╭─ PAGE EXTRACT

Somewhat gratuitously, the Ninth Circuit majority also questioned the $9 million fee that the district court awarded to plaintiffs’ counsel. The Court reminded district judges of the need to compare a proposed fee to the value obtained for the class, and counseled against knee-jerk application of lodestar multipliers. Critically, however, all the Court said in this regard is that if a lodestar-based fee seems off-kilter relative to the value obtained, district courts should take “a second look to evaluate the reasonableness of the hours worked and rates claimed.” The panel majority chastised the district judge for not having made specific findings as to the settlement’s value, the reasonableness of plaintiffs’ counsel’s hours, or the justification of a lodestar multiplier. But, here again, the district court is free to reach the same conclusions on remand with just a few more steps.

╰─
╭─ PROVIDED INFORMATION

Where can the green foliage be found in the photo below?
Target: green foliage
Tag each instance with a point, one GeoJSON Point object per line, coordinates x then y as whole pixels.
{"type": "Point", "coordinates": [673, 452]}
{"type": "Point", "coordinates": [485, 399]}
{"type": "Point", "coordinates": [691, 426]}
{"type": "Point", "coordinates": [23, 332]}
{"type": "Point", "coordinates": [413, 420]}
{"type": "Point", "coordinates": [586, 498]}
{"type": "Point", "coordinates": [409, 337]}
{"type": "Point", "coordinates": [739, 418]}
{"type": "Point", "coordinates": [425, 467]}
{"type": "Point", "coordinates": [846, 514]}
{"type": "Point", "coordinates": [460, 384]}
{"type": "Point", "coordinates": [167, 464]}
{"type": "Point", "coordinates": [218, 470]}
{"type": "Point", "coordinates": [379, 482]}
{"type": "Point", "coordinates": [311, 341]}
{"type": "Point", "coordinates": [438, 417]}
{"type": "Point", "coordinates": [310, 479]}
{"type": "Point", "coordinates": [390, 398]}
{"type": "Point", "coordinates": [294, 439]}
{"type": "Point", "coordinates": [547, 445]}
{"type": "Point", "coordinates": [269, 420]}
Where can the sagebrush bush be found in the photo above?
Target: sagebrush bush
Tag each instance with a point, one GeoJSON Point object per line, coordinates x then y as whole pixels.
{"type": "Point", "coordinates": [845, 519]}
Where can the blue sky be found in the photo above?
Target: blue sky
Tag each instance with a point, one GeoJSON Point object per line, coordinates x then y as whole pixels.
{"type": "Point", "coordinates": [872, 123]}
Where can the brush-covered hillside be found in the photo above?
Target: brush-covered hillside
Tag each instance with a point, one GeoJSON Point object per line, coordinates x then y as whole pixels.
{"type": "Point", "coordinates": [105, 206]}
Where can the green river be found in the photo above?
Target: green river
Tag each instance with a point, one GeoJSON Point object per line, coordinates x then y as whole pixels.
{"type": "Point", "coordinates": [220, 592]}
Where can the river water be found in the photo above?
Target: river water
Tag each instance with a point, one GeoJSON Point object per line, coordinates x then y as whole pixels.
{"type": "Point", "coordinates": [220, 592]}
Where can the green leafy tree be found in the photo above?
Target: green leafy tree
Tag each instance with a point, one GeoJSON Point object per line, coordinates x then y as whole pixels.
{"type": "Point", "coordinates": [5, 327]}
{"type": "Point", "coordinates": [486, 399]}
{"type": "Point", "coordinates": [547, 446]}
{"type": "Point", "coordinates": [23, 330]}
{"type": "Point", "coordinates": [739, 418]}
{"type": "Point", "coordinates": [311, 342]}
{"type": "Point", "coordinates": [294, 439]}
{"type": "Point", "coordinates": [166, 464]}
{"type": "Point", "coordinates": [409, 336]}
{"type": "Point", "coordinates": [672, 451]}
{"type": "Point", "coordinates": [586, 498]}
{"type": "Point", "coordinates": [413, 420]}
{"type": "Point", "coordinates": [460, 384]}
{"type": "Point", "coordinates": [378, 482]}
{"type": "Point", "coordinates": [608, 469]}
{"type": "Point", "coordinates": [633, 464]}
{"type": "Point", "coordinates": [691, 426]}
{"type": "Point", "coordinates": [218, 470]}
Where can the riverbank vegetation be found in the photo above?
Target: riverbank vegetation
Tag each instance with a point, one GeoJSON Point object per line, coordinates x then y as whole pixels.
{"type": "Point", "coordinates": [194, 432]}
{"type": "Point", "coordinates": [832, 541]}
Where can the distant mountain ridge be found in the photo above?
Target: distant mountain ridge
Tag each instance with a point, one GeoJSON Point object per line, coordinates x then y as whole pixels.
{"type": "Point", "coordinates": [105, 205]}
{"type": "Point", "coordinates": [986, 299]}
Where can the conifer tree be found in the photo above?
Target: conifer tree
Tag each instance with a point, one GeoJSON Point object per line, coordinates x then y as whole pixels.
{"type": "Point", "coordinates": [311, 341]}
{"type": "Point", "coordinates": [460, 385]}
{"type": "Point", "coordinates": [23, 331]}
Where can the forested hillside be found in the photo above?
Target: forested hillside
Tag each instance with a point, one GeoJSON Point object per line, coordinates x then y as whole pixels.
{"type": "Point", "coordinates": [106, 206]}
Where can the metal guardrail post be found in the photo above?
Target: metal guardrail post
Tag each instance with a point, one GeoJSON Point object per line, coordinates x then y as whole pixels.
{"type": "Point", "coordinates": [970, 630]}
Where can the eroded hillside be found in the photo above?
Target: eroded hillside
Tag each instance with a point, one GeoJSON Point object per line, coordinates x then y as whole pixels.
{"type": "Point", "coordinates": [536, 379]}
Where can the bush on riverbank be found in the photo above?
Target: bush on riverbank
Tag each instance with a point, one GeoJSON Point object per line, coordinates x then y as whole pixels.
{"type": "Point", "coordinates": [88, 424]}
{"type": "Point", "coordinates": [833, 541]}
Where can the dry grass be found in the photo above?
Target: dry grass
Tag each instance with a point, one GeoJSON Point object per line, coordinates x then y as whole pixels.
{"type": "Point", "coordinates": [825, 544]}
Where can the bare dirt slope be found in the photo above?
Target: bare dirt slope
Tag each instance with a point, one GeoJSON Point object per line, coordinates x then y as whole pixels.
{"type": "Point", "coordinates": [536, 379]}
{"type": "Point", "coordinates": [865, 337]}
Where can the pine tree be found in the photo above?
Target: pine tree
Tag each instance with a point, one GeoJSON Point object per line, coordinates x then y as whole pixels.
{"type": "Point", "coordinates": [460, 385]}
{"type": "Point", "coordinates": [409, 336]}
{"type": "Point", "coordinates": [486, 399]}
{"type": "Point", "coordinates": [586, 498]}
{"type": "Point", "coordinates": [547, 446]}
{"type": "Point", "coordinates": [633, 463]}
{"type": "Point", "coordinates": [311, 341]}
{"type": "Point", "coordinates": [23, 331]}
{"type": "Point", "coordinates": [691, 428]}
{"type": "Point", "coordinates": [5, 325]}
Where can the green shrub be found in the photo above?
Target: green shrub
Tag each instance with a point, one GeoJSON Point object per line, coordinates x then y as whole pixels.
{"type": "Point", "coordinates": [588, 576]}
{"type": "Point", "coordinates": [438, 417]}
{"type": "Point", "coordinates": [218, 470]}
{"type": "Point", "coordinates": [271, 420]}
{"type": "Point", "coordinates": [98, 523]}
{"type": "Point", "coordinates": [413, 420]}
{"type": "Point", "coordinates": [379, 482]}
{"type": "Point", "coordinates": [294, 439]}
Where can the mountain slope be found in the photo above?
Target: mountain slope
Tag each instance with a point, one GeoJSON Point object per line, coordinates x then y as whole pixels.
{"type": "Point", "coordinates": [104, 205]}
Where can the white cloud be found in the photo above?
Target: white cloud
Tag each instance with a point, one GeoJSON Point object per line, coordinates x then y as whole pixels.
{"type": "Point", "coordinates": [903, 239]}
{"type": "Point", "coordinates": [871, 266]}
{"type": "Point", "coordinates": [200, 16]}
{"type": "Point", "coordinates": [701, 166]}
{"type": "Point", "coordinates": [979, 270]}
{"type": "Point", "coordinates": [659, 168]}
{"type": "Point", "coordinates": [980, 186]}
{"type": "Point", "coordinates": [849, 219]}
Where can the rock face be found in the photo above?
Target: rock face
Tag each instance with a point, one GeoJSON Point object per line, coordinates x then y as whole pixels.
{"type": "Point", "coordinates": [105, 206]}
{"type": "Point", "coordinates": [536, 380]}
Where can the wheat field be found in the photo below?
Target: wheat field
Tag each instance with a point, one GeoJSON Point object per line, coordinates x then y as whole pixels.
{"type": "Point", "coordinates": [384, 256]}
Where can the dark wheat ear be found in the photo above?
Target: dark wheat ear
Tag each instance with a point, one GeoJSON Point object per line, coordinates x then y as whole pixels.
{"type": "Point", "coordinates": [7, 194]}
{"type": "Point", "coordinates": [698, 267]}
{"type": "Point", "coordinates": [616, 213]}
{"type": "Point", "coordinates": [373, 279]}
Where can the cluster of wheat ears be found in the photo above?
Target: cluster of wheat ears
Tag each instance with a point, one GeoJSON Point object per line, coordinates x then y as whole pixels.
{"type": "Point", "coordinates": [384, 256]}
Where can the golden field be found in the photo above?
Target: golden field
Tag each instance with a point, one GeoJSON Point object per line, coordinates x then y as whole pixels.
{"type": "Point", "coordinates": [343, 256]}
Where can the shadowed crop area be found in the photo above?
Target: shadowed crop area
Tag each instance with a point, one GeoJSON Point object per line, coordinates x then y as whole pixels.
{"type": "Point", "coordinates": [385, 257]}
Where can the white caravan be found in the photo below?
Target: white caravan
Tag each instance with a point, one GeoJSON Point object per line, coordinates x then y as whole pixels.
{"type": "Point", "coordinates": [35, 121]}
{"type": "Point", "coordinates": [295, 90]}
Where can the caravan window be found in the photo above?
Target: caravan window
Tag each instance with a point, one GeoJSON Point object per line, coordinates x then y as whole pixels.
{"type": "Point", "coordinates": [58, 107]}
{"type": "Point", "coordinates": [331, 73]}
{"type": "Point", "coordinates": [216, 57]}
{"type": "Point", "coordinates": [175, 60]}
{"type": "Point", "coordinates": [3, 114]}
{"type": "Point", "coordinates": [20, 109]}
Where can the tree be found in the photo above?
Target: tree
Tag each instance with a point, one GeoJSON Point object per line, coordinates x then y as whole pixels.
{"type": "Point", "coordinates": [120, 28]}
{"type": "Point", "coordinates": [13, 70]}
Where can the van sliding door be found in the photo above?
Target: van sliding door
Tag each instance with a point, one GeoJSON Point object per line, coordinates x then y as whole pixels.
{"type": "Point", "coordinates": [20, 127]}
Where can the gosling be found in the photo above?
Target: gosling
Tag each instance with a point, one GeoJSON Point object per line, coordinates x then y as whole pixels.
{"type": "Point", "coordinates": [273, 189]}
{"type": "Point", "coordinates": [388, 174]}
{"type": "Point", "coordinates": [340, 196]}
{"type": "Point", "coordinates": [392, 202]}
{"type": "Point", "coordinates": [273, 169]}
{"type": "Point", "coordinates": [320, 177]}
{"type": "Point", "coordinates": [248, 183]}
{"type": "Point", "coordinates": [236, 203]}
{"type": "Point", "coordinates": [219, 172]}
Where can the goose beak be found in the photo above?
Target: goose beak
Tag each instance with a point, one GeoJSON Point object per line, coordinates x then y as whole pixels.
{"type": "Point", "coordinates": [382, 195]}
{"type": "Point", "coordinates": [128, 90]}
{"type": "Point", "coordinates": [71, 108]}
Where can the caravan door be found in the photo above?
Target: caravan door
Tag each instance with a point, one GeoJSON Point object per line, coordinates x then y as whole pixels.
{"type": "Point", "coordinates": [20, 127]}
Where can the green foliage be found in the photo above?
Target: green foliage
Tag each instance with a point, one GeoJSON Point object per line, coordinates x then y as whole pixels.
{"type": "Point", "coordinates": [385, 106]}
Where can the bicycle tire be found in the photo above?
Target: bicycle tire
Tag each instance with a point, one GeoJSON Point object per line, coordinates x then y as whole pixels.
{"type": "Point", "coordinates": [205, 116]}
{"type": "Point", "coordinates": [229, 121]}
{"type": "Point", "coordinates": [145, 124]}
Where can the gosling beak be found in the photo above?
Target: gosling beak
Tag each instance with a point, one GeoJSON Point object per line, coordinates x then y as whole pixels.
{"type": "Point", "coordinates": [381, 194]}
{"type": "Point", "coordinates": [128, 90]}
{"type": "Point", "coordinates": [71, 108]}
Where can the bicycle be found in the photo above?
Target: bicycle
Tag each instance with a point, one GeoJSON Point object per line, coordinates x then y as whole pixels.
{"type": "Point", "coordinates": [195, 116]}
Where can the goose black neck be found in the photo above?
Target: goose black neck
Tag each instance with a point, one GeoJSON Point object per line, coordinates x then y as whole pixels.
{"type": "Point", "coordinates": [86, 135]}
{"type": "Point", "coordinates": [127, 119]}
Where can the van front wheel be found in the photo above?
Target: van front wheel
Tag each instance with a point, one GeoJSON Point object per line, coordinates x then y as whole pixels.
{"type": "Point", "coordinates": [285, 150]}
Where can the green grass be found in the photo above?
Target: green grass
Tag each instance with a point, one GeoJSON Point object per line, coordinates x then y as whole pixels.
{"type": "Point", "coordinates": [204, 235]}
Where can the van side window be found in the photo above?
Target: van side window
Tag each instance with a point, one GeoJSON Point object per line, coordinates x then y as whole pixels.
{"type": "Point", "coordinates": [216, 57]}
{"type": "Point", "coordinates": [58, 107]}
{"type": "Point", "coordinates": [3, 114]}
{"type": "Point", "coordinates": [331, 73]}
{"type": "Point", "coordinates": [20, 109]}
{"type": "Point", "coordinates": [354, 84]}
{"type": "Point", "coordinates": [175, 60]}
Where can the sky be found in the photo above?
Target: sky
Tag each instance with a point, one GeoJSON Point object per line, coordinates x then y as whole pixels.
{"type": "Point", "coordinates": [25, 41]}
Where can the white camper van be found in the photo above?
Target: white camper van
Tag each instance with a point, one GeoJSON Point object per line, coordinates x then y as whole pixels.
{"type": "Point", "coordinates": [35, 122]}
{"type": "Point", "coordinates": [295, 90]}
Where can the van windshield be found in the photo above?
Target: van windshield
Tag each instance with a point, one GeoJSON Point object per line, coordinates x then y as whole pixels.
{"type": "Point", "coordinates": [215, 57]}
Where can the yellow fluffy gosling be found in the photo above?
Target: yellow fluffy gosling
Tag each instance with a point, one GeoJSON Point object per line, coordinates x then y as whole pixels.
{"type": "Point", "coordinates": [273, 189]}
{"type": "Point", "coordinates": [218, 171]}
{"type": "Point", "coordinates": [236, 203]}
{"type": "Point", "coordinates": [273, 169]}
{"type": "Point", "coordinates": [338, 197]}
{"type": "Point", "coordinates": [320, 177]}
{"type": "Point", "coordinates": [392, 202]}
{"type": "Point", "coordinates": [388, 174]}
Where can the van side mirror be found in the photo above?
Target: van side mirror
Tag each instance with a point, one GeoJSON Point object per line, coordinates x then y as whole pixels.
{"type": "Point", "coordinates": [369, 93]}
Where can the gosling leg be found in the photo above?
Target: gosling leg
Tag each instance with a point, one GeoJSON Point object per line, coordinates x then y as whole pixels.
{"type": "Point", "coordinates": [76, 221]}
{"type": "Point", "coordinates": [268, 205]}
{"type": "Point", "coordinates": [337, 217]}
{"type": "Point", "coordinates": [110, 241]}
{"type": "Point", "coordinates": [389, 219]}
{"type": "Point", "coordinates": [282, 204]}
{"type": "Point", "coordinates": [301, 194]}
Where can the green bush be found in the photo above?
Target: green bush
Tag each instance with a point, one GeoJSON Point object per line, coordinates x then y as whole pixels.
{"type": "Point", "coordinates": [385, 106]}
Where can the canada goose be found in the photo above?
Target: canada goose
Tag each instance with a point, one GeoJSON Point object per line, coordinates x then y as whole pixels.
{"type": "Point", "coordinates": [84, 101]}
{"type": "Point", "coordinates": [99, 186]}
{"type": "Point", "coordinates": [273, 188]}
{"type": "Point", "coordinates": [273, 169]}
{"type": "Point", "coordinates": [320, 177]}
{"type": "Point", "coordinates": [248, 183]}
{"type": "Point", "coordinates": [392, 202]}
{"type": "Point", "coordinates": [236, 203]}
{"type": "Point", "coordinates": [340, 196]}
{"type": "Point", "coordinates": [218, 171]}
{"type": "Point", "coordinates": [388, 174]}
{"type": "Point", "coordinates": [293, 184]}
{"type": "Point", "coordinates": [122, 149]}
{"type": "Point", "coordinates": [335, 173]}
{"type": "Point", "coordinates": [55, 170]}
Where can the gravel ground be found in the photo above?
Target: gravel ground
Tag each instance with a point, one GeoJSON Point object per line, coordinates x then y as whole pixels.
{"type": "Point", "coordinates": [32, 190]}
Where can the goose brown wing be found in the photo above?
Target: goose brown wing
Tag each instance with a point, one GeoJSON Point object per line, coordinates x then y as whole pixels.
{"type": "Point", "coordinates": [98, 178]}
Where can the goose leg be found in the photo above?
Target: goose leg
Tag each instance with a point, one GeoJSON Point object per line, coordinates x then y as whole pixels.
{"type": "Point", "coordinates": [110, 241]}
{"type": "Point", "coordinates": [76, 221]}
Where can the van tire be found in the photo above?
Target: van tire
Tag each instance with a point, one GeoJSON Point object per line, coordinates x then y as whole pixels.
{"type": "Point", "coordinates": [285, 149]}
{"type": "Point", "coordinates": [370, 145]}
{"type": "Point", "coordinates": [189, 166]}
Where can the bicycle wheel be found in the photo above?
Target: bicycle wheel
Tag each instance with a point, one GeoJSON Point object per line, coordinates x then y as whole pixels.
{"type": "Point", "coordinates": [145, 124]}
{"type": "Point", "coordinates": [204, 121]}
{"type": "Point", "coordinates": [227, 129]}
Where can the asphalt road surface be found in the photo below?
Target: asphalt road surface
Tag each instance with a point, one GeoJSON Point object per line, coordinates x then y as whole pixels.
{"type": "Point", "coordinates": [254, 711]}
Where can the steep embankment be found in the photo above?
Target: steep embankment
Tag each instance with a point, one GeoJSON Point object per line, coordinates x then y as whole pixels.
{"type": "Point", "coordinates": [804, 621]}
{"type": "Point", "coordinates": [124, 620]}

╰─

# TASK GOAL:
Please retype the passage on the Ninth Circuit's view of the class counsel fee award in full, word for word.

# FINISHED TASK:
Somewhat gratuitously, the Ninth Circuit majority also questioned the $9 million fee that the district court awarded to plaintiffs’ counsel. The Court reminded district judges of the need to compare a proposed fee to the value obtained for the class, and counseled against knee-jerk application of lodestar multipliers. Critically, however, all the Court said in this regard is that if a lodestar-based fee seems off-kilter relative to the value obtained, district courts should take “a second look to evaluate the reasonableness of the hours worked and rates claimed.” The panel majority chastised the district judge for not having made specific findings as to the settlement’s value, the reasonableness of plaintiffs’ counsel’s hours, or the justification of a lodestar multiplier. But, here again, the district court is free to reach the same conclusions on remand with just a few more steps.